## Teks Bacaan
□ □ □
Saat ini banyak pihak yang mengecam keras, bahkan memaki sikap Fraksi PKB
yang setelah menolak SI MPR dan hasilnya, serta menarik diri dari DPR/MPR,
memutuskan kembali aktif di sana. Salah satu kalimat kecaman yang sering
dipakai adalah PKB tidak punya malu, dengan menjilat ludahnya sendiri.
Antara lain dikatakan, PKB harus menyatakan menolak Maklumat Presiden
Abdurrahman serta mengakui seluruh hasil SI MPR sebelum mereka benar-benar
kembali.

Pertanyaan yang muncul adalah apakah untuk menjadi anggota atau fraksi di
lembaga negara tersebut semua harus satu suara: bersikap kontra dengan
(Presiden Abdurrahman Wahid)? Dalam konteks ini, karena PKB mendukung
Maklumat Presiden tersebut dan menolak hasil-hasil SI MPR, maka Fraksi
tersebut tidak boleh berada di lembaga tersebut lagi? Logika lanjutannya
adalah bukankah dalam SI MPR tersebut putusan-putusannya diambil berdasarkan
voting? Termasuk di dalamnya adalah ketika memutuskan bagaimana sikap
fraksi-fraksi terhadap maklumat yang dikeluarkan Presiden Abdurrahman.

Seandainya saja waktu itu PKB tidak mengundurkan diri, tetapi mengikuti SI
MPR, kemudian waktu voting dilakukan,  mereka bersikap menerima maklumat,
apakah dengan demikian fraksi itu tidak boleh lagi berada di sana? Ini,
berkaitan dengan pernyataan yang mengatakan, kalau PKB ingin kembali ke MPR
mereka harus membuat pernyataan untuk menolak maklumat.

Dasar dari kecaman terhadap sikap PKB adalah parpol ini dinilai tidak
konsisten dalam mengambil sikap politiknya. Tadinya, menolak hasil-hasil SI
MPR, tetapi kok mau-maunya kembali ke MPR?

Anehnya, ketika pihak-pihak yang dulunya dengan keras menyatakan berdasarkan
agama (Islam) perempuan tidak boleh menjadi presiden, tetapi kemudian
sikapnya berubah seratus delapan puluh derajat, sampai seolah-olah
'mengamandemen' tafsir Kitab Suci, dengan menyatakan perempuan boleh menjadi
presiden. Bahkan salah satunya bersedia menjadi bawahan dari perempuan
presiden, pihak-pihak yang sama tidak memberi kecaman apapun?
□ □ □
Cuplikan data penunjukan
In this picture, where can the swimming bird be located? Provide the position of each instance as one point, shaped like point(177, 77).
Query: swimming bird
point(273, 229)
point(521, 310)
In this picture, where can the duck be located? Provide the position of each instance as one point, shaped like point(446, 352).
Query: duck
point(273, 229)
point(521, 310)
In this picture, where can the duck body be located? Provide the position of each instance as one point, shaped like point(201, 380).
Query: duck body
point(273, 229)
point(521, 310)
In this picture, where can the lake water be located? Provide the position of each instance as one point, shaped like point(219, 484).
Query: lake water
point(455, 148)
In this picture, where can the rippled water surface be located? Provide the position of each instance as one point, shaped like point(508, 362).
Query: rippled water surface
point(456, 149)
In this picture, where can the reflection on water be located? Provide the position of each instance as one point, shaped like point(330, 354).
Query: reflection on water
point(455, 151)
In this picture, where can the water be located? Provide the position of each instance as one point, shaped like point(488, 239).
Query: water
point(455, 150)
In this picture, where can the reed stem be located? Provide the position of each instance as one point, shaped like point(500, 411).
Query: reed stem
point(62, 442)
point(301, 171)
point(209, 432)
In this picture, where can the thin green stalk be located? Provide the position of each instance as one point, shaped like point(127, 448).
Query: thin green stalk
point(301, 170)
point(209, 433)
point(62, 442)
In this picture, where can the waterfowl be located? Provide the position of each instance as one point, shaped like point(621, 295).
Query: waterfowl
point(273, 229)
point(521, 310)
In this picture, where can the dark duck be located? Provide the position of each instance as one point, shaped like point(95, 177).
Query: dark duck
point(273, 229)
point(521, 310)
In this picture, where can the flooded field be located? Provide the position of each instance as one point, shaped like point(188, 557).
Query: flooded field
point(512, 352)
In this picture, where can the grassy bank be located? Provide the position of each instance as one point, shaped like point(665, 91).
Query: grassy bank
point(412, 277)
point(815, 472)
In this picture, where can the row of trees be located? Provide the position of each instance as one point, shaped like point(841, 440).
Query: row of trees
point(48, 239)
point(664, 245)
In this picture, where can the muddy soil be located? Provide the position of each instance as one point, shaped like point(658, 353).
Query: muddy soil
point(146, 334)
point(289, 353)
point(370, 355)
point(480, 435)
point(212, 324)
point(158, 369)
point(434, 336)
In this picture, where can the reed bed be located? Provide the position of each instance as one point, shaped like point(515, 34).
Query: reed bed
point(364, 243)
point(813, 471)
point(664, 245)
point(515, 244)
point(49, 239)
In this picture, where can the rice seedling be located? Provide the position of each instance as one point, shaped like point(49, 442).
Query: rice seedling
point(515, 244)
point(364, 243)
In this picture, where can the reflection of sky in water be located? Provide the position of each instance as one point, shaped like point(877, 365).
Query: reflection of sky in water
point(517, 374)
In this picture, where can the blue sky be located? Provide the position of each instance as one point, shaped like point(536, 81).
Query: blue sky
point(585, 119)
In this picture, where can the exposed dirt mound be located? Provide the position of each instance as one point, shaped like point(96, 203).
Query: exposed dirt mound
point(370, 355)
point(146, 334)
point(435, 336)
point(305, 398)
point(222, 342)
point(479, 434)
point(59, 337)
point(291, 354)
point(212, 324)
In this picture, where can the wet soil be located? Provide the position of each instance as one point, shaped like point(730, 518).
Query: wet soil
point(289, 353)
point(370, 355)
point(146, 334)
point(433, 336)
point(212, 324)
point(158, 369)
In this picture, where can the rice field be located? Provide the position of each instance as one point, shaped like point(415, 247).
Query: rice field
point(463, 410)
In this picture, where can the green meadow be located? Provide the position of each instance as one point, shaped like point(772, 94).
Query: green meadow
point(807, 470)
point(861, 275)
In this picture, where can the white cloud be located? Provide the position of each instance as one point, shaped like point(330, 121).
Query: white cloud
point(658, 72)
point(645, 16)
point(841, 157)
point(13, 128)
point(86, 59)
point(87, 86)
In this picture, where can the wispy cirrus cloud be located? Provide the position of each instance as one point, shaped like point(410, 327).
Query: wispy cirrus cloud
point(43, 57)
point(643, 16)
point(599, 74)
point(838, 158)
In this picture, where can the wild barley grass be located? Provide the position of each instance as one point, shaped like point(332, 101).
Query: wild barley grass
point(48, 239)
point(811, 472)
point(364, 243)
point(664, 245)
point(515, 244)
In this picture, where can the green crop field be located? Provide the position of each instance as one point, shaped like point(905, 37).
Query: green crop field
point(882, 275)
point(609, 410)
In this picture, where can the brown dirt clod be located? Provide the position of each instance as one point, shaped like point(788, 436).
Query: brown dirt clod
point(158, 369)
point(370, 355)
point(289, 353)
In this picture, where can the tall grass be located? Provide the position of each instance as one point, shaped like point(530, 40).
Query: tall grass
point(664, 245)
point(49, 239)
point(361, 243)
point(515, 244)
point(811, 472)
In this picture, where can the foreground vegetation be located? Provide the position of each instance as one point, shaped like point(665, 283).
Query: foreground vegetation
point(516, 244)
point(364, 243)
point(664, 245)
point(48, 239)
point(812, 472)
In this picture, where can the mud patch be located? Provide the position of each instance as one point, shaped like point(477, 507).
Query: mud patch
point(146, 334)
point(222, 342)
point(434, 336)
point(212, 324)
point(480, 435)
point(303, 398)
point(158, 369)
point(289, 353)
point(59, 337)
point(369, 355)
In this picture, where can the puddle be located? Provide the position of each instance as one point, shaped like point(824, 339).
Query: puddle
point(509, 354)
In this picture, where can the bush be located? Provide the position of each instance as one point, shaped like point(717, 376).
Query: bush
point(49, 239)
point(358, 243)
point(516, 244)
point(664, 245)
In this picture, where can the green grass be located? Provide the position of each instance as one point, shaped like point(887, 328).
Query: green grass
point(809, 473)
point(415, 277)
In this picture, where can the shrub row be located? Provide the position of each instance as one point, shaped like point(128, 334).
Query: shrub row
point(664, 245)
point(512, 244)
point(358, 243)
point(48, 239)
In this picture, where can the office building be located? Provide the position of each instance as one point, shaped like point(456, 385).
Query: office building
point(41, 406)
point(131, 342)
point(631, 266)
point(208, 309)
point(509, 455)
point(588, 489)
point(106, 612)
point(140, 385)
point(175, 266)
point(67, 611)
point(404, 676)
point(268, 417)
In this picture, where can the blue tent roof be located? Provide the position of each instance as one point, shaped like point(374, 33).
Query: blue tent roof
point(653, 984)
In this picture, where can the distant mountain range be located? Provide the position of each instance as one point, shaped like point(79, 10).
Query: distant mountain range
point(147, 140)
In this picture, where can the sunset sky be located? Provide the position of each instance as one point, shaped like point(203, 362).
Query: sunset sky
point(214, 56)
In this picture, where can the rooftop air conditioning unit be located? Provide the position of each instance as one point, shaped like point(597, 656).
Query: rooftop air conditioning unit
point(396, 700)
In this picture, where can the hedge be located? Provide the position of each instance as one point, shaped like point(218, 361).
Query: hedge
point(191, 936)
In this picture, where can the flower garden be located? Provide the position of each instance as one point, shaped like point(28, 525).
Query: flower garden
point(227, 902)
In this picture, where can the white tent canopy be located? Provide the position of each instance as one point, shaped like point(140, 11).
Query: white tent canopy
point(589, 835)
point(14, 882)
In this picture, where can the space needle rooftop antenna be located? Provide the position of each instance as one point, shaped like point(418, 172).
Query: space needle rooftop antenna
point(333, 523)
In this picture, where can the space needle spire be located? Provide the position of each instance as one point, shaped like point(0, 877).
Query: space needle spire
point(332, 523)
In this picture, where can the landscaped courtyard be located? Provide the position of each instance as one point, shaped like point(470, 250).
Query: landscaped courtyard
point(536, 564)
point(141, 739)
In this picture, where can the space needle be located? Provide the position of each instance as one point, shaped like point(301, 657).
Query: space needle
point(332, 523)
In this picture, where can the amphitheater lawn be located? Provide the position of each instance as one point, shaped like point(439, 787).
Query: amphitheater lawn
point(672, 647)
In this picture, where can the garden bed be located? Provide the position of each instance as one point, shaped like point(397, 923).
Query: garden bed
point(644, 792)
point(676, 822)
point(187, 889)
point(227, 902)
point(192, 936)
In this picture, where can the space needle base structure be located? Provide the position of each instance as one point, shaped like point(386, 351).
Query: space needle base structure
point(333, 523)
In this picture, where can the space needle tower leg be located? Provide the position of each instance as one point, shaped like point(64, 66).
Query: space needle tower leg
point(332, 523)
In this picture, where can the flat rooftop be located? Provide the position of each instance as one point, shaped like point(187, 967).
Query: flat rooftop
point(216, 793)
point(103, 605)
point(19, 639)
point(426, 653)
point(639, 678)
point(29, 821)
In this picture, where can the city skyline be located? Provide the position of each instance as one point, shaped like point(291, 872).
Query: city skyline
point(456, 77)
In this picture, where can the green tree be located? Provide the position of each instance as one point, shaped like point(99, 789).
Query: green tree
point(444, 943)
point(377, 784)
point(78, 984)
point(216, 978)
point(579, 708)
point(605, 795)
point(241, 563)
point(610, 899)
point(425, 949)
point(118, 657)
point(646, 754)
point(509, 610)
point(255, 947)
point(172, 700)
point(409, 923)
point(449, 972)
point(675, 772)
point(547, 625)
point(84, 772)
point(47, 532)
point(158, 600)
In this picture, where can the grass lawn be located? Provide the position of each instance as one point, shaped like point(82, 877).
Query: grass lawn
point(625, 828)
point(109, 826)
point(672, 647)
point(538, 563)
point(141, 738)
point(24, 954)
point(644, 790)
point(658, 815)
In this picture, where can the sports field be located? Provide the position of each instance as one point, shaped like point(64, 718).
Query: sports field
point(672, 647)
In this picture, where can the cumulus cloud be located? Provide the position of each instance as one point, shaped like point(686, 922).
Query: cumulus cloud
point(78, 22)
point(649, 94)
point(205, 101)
□ □ □
## Langkah Kerja
(1) Menurut tulisan tentang Fraksi PKB, apa dasar kecaman terhadap sikap PKB? Jelaskan dalam satu sampai tiga kalimat.
(2) Sebutkan semua langkah Fraksi PKB yang diuraikan dalam kalimat pertama tulisan tentang Fraksi PKB.
(3) Tolong lanjutkan tulisan tentang Fraksi PKB, mulai setelah kalimat terakhirnya.

## Hasil Pengerjaan
(1) Kecaman terhadap PKB didasarkan pada penilaian bahwa partai ini tidak konsisten dalam mengambil sikap politiknya. Tadinya PKB menolak hasil-hasil SI MPR, tetapi kemudian mau kembali ke MPR.

(2)
- Menolak SI MPR dan hasilnya
- Menarik diri dari DPR/MPR
- Memutuskan kembali aktif di sana

(3)
Sementara orang mengatakan, ketidakkonsisten dalam dunia politik itu
merupakan hal biasa dalam dunia politik. Apa yang menjadi sikap politik hari
ini, menjadi lain (kontradiktif) di kemudian hari adalah lumrah dalam dunia
politik. Bahkan ada yang mengatakan politik itu memang jahat.

Jika benar demikian, apa sebenarnya yang membedakan antara para politisi
dengan para pembual? Apakah benar politik itu memang jahat? Yang jahat itu
sebenarnya politiknya, ataukah manusianya yang berpolitik secara jahat? Dan,
kemudian mengkambinghitamkan politik itu sendiri?

Bagaimana pula dengan Etika Politik? Kalau politik itu memang jahat,
bagaimana bisa ada apa yang disebut Etika Politik? Ataukah para politisi
kita selalu berpolitik tanpa etika?


...........Menuju Indonesia yang Demokratis dan Berkeadilan............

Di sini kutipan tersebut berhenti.